Tina Turner’s catalogue is having a bit of moment, as her 1986 album Break Every Rule is being reissued and expanded on 3CD/2DVD set, or if that’s a little too much, there’s a more concise 2CD offering as well as a 1LP. The follow-up to the rather ace Private Dancer, it wasn’t as hit-packed shall we say, but she was on phenomenal form in general even if the eight(!) tracks that were released as singles would do well in a round of Pointless. She also brought along songwriting and input from Eric Clapton, David Bowie, Bryan Adams, Mark Knopfler, Phil Collins and Steve Winwood as most albums in 1986 seemed to feature them all or a variation thereof. Alongside the remastered album comes B-sides, remixes etc and the third CD features – it says here – her Guinness World Record performance in front of over 180,000 fans at the Maracanã in Rio de Janeiro, which also makes up one of the DVDs, and the other DVD is a live show from Camden Palace and videos of the singles.
Fancy a career round-up of the fantastic That Petrol Emotion? Of course you do. Entitled Every Future Has A Beginning: An Anthology 1984 – 1994, it is a 7CD set featuring their five studio albums (Manic Pop Thrill, Babble, End Of The Millennium, Psychosis Blues, Chemicrazy and Fireproof plus B-sides, live gear, demos, sessions and remixes (including a blinding Boy’s Own reswizz of Abandon) this, astonishingly, is the first time someone’s gone to the effort to compile the band’s work into a lovingly put together package. It’s bloody wonderful, that’s what it is.
Another super collection is The Soup Dragons’ Raw TV Products – Singles & Rarities 1985-88. It’s a 1LP burst of be-cardiganed garage indie pop joy featuring Hang Ten!, Soft As Your Face, Head Gone Astray and more numbers that groovers of a certain age would recall catching a glimpse of on the Indie Chart rundown on The Chart Show. It comes with notes by the lovely Pete Paphides too, which has got to be a boon for any discerning purchaser.
It’s 30 years since The Cure released Wish, and just by handy coincidence they’ve gone all out with a new reissue to complement their already exemplary reissues. Robert Smith has gone to town on a 3CD/ 2LP deluxe (the vinyl comes in November, alongside a picture disc version for Black Friday Record Store Day), with an amazing 31 extra tracks (24 of which are previously unreleased) of demos, B-sides and tracks from the originally mail order only Lost Wishes cassette (which is also available separately on their site). (It’s all very (brackets) this isn’t it?). Anyway, if you’re a bit of a square and the thought of loads of extra excitement is too much for you, there’s a 1CD option too.
++++++++++
Exercise —
Answer these questions using the passage on album reissues.
1. In what year was Tina Turner's album Break Every Rule originally released?
2. How many CDs make up the That Petrol Emotion anthology Every Future Has A Beginning?
3. How many of the 31 extra tracks on the deluxe Wish reissue are previously unreleased?

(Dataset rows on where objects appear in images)
++++++++++
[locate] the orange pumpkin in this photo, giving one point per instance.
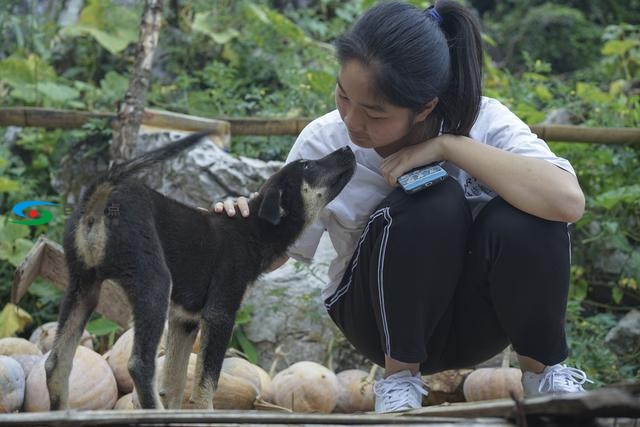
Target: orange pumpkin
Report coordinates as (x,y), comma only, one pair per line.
(306,387)
(12,384)
(91,384)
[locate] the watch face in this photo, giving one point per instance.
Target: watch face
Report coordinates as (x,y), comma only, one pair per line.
(422,177)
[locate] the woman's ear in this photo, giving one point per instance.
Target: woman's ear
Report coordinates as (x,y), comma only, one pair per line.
(271,207)
(428,108)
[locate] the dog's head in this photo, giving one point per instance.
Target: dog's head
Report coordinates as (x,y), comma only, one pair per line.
(302,188)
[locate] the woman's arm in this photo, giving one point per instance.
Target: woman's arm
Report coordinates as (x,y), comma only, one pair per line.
(530,184)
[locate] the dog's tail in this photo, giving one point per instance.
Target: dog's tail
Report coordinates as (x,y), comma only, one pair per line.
(124,170)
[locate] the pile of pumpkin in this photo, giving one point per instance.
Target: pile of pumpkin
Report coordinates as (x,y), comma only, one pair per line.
(103,381)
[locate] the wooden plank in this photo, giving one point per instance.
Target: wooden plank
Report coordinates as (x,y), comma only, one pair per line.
(186,417)
(606,402)
(64,119)
(70,119)
(28,270)
(46,259)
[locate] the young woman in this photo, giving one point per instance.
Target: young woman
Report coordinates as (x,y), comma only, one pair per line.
(449,276)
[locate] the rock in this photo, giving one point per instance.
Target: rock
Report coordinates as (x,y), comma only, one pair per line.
(288,309)
(288,312)
(496,361)
(70,13)
(205,174)
(612,262)
(624,338)
(560,116)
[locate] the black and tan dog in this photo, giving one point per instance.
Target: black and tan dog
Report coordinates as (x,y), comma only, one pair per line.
(176,261)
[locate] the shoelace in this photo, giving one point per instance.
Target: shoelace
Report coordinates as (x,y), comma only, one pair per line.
(563,378)
(400,393)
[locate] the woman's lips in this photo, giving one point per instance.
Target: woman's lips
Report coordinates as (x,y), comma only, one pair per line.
(357,137)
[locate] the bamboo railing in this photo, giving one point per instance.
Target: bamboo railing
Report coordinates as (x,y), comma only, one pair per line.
(69,119)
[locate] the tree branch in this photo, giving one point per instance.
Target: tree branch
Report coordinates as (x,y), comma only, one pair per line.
(132,109)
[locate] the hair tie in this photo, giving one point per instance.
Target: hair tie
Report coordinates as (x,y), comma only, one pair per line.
(433,13)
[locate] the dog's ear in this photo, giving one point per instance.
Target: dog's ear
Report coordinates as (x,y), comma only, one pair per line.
(270,208)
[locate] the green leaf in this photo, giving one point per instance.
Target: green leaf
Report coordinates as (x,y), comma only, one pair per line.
(320,81)
(10,232)
(617,294)
(114,43)
(13,319)
(590,93)
(18,71)
(57,92)
(246,346)
(114,85)
(543,93)
(102,326)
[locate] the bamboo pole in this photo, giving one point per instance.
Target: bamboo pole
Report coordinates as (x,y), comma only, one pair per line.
(44,117)
(131,111)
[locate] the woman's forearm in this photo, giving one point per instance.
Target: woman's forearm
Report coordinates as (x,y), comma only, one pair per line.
(530,184)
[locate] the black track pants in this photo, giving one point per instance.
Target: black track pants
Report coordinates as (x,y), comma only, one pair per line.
(429,284)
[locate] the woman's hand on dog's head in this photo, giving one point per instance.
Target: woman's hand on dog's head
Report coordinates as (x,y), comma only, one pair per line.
(230,206)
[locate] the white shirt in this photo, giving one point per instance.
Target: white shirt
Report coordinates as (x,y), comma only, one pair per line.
(345,217)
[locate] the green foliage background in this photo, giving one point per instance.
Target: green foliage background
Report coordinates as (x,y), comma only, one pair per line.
(272,59)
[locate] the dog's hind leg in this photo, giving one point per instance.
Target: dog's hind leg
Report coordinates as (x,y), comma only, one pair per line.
(80,299)
(218,317)
(149,300)
(182,333)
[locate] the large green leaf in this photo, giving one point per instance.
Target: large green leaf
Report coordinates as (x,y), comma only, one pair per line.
(613,198)
(102,326)
(114,27)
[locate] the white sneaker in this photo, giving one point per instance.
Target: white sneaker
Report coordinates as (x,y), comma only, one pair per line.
(399,392)
(554,379)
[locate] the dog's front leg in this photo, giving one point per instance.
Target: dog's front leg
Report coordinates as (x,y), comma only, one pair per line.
(215,333)
(79,302)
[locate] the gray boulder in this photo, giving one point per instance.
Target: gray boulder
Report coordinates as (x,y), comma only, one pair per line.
(288,315)
(624,338)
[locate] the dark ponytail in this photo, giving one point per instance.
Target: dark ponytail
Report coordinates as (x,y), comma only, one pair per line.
(417,55)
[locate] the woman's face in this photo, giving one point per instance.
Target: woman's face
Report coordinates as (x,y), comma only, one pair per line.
(372,122)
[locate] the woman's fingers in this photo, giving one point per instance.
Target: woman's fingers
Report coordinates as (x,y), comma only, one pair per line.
(231,206)
(243,205)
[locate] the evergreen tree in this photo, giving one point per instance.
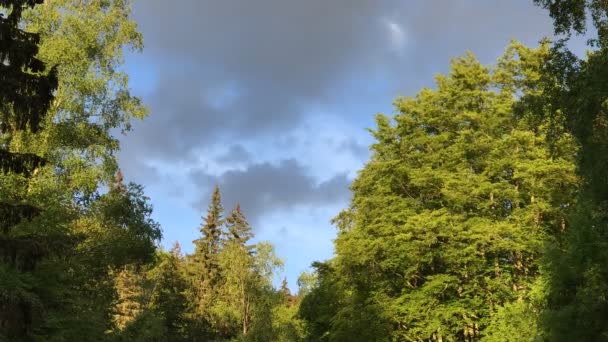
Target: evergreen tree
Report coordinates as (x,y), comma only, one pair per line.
(578,292)
(168,297)
(238,230)
(26,241)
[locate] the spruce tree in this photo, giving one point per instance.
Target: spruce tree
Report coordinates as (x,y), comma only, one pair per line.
(26,93)
(238,230)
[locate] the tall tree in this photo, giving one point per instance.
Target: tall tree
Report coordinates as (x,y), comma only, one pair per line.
(26,239)
(75,153)
(449,218)
(203,265)
(578,292)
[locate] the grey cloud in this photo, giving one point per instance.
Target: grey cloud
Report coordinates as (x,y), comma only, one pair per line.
(237,68)
(264,188)
(235,154)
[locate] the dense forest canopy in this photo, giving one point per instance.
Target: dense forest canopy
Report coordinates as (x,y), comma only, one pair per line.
(481,214)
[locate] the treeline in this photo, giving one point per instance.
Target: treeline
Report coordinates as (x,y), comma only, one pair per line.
(482,214)
(221,292)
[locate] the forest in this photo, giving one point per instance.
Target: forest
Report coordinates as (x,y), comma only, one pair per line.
(482,214)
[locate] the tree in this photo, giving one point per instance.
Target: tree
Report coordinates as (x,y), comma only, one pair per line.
(577,303)
(68,152)
(168,297)
(26,240)
(449,218)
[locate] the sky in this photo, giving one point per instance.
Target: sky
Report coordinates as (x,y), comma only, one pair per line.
++++++++++
Result of the task —
1. 1986
2. Seven
3. 24